## WHAT YOU SHOULD DO
Reproduce only the lines that run from the line with "Expected behaviour: for every instance of the gray shorts" to the last line of the material, both ends included, exactly as they appear.
---- DATA PROVIDED
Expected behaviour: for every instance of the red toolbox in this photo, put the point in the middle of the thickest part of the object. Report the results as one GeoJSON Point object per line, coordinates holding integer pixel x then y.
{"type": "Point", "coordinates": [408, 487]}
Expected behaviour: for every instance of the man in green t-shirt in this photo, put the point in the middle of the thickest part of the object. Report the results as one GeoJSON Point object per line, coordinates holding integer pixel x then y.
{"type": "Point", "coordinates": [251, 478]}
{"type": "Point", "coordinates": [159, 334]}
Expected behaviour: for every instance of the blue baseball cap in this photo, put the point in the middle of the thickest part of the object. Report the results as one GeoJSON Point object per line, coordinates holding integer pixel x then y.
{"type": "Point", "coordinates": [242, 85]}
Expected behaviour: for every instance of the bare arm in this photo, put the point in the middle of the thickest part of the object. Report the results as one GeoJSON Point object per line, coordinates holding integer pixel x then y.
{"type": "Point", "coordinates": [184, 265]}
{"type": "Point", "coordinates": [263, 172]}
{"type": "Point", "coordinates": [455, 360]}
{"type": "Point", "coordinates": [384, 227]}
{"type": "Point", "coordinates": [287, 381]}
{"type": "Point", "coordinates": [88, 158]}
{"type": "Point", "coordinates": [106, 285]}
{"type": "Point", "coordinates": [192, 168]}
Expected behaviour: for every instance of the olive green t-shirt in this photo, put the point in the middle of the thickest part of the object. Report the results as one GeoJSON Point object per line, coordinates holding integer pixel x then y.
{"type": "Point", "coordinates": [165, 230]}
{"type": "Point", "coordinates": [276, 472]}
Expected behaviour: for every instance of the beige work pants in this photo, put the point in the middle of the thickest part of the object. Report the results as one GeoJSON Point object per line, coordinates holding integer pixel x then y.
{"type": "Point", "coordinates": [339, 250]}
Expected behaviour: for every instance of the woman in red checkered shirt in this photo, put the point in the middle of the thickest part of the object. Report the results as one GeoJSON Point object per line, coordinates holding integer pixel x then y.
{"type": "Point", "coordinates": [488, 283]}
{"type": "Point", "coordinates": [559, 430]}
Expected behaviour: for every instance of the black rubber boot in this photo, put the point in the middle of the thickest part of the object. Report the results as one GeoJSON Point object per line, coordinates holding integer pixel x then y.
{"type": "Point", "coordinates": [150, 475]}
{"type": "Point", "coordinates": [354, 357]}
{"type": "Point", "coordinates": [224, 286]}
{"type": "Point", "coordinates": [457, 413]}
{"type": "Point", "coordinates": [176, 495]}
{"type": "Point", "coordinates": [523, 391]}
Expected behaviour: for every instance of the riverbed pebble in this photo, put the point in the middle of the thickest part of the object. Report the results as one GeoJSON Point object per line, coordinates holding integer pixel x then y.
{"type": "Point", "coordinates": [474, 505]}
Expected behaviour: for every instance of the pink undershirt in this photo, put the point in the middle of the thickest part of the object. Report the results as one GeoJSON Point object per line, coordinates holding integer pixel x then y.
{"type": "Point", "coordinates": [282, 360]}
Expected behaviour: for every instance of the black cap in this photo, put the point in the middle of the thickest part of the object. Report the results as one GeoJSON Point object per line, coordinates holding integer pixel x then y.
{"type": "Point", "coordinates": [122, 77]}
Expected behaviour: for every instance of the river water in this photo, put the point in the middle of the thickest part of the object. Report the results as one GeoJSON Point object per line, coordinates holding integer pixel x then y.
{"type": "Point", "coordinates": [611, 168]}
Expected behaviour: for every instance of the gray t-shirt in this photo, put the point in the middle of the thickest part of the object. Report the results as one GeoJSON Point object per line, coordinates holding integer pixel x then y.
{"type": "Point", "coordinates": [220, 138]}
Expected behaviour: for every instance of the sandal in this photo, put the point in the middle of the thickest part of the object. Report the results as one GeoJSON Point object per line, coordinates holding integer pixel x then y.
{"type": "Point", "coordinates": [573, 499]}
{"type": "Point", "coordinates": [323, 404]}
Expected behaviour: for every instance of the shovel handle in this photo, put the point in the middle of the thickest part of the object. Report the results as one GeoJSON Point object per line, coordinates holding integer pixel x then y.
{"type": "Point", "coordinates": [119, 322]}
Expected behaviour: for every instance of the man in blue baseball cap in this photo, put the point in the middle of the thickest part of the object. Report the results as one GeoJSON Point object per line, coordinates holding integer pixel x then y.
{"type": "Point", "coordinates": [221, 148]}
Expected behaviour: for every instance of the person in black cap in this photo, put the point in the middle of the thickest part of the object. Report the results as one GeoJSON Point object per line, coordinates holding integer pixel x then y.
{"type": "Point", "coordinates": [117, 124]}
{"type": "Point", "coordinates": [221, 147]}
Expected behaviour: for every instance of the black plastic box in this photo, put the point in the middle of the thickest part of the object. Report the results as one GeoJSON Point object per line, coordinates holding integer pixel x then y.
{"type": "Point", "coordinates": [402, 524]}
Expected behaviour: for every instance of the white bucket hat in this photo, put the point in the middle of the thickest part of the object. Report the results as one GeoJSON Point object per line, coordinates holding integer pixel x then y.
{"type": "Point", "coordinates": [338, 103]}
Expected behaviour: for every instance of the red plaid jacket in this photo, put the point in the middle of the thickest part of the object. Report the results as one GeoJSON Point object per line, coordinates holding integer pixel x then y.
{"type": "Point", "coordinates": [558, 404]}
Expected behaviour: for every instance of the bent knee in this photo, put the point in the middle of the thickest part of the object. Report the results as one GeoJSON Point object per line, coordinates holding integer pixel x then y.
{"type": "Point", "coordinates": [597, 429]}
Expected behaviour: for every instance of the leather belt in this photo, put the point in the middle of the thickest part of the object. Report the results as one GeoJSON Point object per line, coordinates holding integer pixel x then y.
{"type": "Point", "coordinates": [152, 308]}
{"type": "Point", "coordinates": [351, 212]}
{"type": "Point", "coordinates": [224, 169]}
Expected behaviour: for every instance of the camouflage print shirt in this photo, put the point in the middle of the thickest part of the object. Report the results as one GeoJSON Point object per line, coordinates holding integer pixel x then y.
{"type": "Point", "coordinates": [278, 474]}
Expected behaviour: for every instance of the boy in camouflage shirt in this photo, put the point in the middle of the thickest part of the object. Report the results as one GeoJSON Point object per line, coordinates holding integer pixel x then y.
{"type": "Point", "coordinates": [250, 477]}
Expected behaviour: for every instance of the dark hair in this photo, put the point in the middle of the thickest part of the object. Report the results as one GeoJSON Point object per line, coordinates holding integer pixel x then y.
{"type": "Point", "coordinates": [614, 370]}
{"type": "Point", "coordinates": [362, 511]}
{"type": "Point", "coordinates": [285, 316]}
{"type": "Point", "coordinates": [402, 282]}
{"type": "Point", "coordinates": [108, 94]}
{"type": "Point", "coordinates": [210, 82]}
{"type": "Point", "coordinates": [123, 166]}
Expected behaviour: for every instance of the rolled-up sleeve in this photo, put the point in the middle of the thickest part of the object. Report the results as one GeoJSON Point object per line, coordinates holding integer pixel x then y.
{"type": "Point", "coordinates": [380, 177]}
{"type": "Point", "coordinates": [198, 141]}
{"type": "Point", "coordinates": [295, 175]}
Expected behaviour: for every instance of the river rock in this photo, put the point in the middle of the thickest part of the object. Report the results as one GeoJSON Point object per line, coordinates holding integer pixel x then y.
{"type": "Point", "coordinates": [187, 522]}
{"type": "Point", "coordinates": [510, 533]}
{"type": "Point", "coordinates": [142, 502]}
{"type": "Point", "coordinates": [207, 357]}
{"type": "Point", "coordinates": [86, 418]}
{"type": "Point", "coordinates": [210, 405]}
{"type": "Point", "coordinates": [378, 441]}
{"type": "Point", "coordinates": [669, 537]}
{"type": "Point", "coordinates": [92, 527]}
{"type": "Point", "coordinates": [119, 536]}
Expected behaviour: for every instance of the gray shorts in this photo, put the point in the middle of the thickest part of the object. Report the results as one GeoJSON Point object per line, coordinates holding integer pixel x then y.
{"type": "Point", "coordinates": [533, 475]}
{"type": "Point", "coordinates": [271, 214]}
--------
## SOLUTION TO THIS TASK
Expected behaviour: for every instance of the gray shorts in this photo, put the point in the middle of the thickest part of the object. Report the results as one GeoJSON Point object per line, coordinates holding integer pixel x then y.
{"type": "Point", "coordinates": [533, 475]}
{"type": "Point", "coordinates": [271, 214]}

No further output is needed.